» Work to be completed
Reproduce unchanged the records below, from the line with "Pretty please, detect the red and" up to and including the line with "[950,227,1019,263]", and nothing else.

### Dataset excerpts ###

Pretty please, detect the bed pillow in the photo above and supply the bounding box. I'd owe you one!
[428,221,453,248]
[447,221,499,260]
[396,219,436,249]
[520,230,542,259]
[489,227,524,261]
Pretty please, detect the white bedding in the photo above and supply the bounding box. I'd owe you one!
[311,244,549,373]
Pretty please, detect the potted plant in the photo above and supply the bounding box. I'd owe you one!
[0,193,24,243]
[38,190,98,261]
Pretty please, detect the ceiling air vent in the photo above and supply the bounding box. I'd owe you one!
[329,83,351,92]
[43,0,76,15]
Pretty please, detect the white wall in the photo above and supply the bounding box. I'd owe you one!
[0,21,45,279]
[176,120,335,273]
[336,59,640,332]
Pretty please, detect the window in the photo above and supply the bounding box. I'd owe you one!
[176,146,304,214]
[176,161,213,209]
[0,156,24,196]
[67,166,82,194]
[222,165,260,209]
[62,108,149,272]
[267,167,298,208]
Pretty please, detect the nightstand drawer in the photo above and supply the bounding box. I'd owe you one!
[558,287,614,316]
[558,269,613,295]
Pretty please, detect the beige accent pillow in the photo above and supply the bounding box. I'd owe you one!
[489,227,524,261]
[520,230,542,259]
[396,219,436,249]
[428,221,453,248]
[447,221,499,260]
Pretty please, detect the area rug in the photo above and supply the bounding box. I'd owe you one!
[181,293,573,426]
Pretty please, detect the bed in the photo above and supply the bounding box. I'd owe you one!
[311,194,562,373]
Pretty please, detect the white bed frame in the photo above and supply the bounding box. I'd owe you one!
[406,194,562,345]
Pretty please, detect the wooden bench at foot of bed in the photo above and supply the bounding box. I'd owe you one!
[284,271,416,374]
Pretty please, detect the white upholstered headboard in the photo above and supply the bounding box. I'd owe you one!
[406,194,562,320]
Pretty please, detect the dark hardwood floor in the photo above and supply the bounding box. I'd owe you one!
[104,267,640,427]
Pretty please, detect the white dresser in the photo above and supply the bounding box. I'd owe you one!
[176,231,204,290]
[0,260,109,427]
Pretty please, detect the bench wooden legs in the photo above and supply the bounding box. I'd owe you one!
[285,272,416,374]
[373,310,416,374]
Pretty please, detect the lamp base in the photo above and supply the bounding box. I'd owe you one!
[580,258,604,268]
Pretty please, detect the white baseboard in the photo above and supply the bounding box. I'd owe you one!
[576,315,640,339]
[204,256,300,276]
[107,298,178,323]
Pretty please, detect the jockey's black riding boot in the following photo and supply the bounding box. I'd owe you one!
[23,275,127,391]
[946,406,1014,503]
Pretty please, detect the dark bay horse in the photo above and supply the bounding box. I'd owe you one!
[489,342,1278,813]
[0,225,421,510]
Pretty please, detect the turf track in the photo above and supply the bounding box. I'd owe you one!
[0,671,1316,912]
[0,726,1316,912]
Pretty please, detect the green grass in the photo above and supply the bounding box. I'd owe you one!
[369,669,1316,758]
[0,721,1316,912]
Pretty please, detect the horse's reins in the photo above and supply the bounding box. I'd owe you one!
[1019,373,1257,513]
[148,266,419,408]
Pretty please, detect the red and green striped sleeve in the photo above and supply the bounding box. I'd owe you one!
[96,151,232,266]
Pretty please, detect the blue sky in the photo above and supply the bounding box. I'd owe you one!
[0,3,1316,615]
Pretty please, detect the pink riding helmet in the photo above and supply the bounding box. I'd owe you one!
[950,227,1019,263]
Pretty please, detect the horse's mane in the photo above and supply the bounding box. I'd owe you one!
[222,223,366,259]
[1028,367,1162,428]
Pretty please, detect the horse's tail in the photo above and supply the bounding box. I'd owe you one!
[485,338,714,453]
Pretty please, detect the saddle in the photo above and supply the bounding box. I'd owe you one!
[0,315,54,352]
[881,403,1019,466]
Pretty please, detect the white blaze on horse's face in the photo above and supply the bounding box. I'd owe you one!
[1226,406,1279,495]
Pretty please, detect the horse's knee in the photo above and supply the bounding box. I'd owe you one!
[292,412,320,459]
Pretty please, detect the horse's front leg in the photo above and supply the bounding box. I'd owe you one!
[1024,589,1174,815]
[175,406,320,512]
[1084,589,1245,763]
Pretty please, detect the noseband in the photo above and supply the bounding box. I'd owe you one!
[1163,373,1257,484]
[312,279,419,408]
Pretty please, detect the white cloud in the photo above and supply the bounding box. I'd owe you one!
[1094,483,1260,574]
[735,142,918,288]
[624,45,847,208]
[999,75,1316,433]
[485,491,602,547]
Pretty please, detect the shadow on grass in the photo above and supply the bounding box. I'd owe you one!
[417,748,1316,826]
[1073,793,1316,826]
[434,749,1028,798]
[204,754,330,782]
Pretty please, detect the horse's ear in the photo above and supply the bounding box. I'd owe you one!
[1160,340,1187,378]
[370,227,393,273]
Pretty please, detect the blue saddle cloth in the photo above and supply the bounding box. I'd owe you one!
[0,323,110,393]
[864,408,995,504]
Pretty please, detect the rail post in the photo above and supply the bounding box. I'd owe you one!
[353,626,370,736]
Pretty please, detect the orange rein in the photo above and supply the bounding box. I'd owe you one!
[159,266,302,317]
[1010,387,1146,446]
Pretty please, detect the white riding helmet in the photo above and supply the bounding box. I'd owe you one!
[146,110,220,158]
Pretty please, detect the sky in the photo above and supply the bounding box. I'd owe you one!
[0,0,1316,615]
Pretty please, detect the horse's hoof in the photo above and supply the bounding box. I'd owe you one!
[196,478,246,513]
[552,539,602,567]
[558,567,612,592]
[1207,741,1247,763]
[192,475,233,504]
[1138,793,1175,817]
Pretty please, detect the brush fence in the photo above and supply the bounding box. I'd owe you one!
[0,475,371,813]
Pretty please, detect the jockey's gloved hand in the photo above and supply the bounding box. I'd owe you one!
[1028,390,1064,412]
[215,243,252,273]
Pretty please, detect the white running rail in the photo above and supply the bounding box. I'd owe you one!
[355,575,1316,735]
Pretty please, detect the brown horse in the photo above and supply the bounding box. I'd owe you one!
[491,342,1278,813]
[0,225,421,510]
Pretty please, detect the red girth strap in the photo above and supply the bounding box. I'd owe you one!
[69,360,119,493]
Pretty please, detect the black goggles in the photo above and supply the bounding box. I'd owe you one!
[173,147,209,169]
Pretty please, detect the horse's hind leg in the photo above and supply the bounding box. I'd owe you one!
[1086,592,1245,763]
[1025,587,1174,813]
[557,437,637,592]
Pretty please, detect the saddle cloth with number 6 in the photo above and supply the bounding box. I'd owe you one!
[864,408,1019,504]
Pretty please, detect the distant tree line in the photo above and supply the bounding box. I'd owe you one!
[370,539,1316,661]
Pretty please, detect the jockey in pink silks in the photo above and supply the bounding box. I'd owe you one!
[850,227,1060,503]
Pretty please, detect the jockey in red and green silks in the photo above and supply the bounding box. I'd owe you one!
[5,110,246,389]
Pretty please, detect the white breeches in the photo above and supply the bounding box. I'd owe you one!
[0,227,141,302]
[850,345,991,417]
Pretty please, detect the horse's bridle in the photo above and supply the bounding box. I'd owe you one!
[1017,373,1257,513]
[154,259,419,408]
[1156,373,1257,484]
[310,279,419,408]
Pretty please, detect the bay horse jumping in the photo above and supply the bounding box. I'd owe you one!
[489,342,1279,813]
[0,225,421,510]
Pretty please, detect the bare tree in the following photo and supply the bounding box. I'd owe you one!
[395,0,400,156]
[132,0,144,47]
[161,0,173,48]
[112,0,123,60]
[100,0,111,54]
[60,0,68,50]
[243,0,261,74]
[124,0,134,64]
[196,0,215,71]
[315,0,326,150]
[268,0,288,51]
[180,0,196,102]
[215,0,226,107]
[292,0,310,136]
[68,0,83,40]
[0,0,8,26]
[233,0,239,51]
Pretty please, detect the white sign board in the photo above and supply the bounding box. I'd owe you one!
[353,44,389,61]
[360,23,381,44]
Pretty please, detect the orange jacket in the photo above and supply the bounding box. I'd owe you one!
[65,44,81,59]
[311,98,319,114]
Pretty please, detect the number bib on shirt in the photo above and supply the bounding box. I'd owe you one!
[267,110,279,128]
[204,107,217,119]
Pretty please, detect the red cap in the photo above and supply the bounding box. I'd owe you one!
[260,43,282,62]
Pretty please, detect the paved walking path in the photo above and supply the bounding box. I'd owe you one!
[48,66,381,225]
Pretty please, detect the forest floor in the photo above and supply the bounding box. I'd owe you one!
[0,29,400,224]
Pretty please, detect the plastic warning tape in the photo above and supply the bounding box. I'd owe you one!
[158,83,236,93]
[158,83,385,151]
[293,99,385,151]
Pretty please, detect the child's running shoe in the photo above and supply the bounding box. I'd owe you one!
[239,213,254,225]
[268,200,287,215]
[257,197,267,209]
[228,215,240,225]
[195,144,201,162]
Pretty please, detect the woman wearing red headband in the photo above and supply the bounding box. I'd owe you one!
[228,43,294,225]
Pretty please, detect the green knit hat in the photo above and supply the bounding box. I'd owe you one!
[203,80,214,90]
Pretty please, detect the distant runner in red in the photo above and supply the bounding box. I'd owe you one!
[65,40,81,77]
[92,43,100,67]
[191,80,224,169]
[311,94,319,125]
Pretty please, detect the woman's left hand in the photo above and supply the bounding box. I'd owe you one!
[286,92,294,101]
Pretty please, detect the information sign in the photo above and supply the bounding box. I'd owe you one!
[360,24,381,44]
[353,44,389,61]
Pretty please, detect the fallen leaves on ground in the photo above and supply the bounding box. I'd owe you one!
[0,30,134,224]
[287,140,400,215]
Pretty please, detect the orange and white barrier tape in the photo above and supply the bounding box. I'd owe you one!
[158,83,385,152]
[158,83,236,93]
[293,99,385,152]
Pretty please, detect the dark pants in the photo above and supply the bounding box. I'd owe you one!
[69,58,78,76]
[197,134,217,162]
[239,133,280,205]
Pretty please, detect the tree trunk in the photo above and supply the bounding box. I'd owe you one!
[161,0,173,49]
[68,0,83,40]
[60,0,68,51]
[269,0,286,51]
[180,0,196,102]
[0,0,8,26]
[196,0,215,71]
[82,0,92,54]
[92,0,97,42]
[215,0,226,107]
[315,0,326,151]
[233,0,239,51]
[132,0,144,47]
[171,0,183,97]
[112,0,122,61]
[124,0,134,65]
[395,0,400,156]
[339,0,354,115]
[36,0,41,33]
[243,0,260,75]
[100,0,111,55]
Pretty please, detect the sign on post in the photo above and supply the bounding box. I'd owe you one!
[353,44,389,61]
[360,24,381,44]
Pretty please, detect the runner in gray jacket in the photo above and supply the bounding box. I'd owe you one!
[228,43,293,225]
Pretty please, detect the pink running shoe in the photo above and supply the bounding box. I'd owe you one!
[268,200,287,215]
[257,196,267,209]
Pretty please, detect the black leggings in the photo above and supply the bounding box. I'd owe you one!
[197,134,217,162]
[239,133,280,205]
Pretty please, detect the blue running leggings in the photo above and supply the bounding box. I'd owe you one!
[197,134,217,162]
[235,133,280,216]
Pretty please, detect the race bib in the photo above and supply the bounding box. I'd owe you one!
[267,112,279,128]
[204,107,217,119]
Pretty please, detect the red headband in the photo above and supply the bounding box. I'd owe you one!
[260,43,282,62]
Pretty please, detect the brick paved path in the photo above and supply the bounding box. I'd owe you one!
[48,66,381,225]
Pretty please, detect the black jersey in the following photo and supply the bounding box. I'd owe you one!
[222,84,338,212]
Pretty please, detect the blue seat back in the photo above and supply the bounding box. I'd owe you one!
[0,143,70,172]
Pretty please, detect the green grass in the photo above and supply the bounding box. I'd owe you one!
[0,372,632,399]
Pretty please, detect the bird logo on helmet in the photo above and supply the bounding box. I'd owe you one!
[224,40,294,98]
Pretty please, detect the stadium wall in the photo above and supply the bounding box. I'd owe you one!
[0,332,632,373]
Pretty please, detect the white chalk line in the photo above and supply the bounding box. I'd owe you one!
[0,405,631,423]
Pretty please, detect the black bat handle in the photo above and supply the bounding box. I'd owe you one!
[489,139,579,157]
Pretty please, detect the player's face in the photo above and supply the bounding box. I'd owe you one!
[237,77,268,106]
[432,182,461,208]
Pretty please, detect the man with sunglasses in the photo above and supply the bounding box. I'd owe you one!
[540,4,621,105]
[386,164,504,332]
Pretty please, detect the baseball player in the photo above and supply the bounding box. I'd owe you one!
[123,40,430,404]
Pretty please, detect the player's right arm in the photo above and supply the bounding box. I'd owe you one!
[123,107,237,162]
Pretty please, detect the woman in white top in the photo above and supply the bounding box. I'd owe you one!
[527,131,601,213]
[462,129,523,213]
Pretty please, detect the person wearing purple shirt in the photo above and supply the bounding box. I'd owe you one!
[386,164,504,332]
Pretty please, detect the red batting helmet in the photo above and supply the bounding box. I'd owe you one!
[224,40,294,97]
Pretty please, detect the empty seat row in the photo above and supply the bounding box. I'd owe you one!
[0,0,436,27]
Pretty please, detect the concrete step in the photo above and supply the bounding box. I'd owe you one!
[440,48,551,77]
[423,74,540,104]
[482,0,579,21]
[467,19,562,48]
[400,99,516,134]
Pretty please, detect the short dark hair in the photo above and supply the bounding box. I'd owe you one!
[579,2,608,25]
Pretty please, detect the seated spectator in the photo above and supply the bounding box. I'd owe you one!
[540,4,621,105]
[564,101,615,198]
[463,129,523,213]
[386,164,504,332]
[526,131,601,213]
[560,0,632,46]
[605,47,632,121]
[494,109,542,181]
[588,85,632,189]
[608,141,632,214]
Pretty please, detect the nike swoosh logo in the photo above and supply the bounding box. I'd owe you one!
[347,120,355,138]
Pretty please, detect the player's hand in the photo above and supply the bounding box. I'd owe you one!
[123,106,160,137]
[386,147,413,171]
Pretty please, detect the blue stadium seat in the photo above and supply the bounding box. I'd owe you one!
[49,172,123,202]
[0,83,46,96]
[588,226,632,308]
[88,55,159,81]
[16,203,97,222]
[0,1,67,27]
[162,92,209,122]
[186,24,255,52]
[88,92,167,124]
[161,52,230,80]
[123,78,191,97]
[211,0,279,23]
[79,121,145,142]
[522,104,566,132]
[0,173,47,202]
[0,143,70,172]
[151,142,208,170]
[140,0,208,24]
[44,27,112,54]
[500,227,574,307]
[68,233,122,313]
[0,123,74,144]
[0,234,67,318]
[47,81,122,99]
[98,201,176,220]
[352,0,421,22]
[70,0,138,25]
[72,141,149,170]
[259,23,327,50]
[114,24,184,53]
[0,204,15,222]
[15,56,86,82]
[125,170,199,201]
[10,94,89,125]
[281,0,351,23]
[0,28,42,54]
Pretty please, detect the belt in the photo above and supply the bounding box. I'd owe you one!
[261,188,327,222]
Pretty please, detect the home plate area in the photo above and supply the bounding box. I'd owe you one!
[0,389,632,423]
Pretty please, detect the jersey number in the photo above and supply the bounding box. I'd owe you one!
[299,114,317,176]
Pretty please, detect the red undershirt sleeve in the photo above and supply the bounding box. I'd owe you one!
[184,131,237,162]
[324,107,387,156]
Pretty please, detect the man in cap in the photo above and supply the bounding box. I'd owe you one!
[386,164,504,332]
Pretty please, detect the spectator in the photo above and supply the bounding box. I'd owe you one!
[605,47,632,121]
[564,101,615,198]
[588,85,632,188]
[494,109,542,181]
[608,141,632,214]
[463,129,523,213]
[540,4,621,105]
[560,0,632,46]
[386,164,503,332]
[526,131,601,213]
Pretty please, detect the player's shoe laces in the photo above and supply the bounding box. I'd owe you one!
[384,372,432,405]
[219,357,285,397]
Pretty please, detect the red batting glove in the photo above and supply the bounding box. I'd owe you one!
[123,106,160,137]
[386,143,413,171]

###

» Written reply
Pretty please, detect the red and green striped sleeve in the photo above and supply the bounding box. I'd owe you one!
[96,151,232,266]
Pretty please, detect the blue sky in the photo above and supply the bounding box. I'd owe you one!
[0,3,1316,615]
Pretty please, detect the pink riding helmet in the photo above and supply the bounding box. I'd owe you one!
[950,227,1019,263]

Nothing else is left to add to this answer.